ASSIGNED TASK
Check each statement against the Human Practices text below, and answer yes or no with the deciding words from the text quoted exactly. (a) The team used the United Nations Sustainability Development Goals as a guiding mechanism for its initiatives. (b) Dr. Brandiff Caron is described as a genome scientist. (c) The Real Time Technology Assessment was implemented in 2021.

Human Practices

We are maintaining last's year approach to Human Practices: 1. Connect, 2. Exchange, and 3. Integrate.

Building a socially responsible, sustainable, safe, and inclusive Astroyeast System!

Reflection, Responsability and Responsiveness

We decided to use the United Nations Sustainability Development Goals as a guiding mechanism to oversee the impact of all our initiatives in society. Additionally, as a continuation of last year, was at the forefront of our project.. In fact, we followed GE3LS framework developed by Genome Canada, and were the first undergraduate group to do so. During this process, we consulted with Dr. Brandiff Caron who is a science and technology ethicist.

Similarly to the Real Time Technology Assessment (RTTA) which we implemented in 2020, the GE3LS framework allowed us to step back and reflect on the broader effects that our project might have. While for the most part both ethics tools that we explored covered similar points, although it was done from different approaches. This allowed us to explore our project from different perspectives.

DATA SECTION
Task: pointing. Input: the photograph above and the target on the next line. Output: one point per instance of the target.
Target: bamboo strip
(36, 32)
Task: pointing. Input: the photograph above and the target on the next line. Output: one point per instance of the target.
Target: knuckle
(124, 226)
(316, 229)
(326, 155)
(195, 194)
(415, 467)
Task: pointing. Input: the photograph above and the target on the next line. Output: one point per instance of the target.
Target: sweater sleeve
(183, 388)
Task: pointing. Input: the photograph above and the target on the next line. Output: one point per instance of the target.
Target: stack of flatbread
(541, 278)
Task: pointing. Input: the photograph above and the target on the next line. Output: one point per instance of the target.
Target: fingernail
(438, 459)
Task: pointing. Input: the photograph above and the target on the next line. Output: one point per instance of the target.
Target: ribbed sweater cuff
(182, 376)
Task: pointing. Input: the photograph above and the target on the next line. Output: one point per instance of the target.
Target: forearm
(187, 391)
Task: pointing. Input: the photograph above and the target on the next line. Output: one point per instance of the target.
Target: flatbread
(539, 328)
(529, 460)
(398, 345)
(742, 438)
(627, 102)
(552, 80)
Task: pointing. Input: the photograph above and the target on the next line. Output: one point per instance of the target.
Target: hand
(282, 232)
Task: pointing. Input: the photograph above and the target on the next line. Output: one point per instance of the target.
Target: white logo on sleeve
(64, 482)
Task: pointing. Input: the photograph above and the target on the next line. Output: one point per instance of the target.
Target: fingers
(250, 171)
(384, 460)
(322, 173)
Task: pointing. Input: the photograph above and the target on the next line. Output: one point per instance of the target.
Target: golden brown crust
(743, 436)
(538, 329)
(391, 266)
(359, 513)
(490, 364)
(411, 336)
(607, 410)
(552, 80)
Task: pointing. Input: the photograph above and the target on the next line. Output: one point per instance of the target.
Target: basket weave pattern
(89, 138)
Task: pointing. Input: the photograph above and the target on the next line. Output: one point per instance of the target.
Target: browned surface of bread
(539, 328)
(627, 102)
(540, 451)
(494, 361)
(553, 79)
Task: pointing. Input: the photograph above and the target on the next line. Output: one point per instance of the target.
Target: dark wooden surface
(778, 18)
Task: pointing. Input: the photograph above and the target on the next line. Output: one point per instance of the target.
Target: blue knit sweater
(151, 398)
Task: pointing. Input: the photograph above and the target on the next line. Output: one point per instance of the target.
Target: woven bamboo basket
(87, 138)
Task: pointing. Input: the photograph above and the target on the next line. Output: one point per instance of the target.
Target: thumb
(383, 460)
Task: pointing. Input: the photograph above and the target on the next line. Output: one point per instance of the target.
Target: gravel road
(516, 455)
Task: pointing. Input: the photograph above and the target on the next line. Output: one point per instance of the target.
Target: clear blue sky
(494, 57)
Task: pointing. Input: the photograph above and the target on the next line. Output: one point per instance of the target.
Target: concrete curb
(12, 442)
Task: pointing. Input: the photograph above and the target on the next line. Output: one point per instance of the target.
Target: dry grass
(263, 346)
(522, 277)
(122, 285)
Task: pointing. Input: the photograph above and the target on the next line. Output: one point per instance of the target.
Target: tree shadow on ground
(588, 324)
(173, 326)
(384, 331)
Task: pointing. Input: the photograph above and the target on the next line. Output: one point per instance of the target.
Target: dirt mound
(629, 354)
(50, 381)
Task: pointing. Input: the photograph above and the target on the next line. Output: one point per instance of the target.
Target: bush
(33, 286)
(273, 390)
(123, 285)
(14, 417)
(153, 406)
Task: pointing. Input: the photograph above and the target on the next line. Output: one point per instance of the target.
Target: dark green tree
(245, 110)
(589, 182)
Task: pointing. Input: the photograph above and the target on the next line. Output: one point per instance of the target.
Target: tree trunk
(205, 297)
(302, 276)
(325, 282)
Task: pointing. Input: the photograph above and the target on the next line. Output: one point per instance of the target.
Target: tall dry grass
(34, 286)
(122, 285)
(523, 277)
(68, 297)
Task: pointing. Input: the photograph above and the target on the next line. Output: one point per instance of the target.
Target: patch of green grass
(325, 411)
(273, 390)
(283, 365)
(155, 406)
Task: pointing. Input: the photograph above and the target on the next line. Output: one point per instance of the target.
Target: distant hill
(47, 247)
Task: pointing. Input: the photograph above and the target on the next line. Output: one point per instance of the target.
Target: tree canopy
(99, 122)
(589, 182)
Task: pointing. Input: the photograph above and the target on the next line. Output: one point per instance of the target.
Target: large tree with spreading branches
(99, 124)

SOLUTION
(a) Yes: "We decided to use the United Nations Sustainability Development Goals as a guiding mechanism to oversee the impact of all our initiatives in society."
(b) No: "Dr. Brandiff Caron who is a science and technology ethicist."
(c) No: "the Real Time Technology Assessment (RTTA) which we implemented in 2020"